▶ Problem to work on:
Which lines in the items below contain the string "white"? Copy out each of those lines, and treat uppercase and lowercase as different.

▶ Data section:
◇ ◇ ◇ ◇ ◇ ◇ ◇
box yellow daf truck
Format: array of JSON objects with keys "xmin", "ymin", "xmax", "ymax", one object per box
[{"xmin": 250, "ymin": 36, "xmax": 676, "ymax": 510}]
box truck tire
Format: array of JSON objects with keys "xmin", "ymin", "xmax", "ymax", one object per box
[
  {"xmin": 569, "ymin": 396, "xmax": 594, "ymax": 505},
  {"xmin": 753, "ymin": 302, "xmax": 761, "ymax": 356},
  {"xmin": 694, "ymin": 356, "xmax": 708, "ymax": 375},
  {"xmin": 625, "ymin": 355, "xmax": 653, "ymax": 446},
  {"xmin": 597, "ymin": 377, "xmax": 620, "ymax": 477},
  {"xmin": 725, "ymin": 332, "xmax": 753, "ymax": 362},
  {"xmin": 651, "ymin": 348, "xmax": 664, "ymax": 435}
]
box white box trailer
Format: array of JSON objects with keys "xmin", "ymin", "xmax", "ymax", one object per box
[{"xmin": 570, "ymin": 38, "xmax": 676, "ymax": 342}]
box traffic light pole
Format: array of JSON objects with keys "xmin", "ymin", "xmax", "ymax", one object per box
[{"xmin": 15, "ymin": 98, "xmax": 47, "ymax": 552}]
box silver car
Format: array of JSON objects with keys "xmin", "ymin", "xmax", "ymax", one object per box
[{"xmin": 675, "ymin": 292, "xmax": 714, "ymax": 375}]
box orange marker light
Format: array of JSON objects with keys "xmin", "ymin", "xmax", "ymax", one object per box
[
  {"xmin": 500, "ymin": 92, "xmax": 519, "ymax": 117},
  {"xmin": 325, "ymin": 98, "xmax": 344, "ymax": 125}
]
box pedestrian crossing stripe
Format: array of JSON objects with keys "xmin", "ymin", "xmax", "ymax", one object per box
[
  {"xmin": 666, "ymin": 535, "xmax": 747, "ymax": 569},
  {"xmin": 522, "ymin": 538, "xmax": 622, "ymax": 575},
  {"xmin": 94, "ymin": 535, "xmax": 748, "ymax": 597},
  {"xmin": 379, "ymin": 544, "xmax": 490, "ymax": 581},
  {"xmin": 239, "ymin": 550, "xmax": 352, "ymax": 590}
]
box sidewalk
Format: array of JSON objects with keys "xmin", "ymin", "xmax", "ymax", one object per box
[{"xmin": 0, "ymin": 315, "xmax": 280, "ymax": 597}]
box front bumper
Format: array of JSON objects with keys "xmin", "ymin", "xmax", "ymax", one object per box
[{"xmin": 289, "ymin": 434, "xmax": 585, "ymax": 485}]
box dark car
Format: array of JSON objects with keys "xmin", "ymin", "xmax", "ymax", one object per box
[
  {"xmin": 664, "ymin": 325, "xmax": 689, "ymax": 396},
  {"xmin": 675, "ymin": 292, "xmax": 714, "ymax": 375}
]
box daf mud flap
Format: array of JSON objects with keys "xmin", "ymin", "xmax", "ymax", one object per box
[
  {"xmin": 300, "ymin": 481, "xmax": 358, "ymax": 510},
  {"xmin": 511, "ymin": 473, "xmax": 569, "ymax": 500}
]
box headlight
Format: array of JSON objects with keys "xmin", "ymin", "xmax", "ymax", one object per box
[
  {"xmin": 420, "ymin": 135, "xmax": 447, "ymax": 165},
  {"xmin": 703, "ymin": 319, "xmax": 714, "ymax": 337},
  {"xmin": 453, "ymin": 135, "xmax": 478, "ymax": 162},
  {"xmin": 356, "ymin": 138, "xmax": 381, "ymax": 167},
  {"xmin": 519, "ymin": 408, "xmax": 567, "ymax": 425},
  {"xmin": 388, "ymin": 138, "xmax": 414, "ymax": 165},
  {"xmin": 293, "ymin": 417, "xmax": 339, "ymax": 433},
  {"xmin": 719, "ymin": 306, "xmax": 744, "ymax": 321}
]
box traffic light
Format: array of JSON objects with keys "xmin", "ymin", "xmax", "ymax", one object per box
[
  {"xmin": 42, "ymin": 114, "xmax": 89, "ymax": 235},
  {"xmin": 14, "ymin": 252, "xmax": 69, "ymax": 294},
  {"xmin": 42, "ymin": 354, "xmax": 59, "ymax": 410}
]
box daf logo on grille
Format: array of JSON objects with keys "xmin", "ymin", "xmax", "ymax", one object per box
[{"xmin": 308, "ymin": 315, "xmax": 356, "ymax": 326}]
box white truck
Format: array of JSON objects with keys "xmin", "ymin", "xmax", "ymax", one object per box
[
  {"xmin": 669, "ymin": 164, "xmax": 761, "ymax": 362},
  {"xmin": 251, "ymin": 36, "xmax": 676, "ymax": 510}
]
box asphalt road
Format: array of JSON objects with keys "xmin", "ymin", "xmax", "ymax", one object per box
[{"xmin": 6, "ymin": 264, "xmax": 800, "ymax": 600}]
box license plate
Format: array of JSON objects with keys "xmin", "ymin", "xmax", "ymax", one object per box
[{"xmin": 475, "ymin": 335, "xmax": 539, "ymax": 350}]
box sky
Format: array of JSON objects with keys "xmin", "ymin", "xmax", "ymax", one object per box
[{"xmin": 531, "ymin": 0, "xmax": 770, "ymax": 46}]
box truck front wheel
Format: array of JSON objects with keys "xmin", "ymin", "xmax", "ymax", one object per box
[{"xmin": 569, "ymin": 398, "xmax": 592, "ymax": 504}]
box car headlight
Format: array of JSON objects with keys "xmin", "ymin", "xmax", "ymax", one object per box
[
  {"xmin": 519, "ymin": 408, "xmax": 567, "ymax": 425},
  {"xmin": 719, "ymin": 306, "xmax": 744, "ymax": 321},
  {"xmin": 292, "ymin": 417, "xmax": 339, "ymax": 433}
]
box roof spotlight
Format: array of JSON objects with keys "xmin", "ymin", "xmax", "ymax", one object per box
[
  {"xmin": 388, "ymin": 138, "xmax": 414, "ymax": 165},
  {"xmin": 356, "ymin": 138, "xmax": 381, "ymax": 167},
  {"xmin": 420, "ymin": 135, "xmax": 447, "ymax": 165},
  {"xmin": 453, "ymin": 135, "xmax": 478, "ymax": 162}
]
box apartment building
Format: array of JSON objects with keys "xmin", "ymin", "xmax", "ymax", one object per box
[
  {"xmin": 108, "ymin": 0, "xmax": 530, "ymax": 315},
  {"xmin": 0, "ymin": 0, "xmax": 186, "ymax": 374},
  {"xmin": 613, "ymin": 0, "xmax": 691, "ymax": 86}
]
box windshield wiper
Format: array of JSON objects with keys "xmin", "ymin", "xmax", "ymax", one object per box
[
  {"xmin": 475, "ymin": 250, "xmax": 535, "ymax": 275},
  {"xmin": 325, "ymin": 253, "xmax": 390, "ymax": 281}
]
◇ ◇ ◇ ◇ ◇ ◇ ◇
▶ Solution to the exercise:
box white box trailer
box white truck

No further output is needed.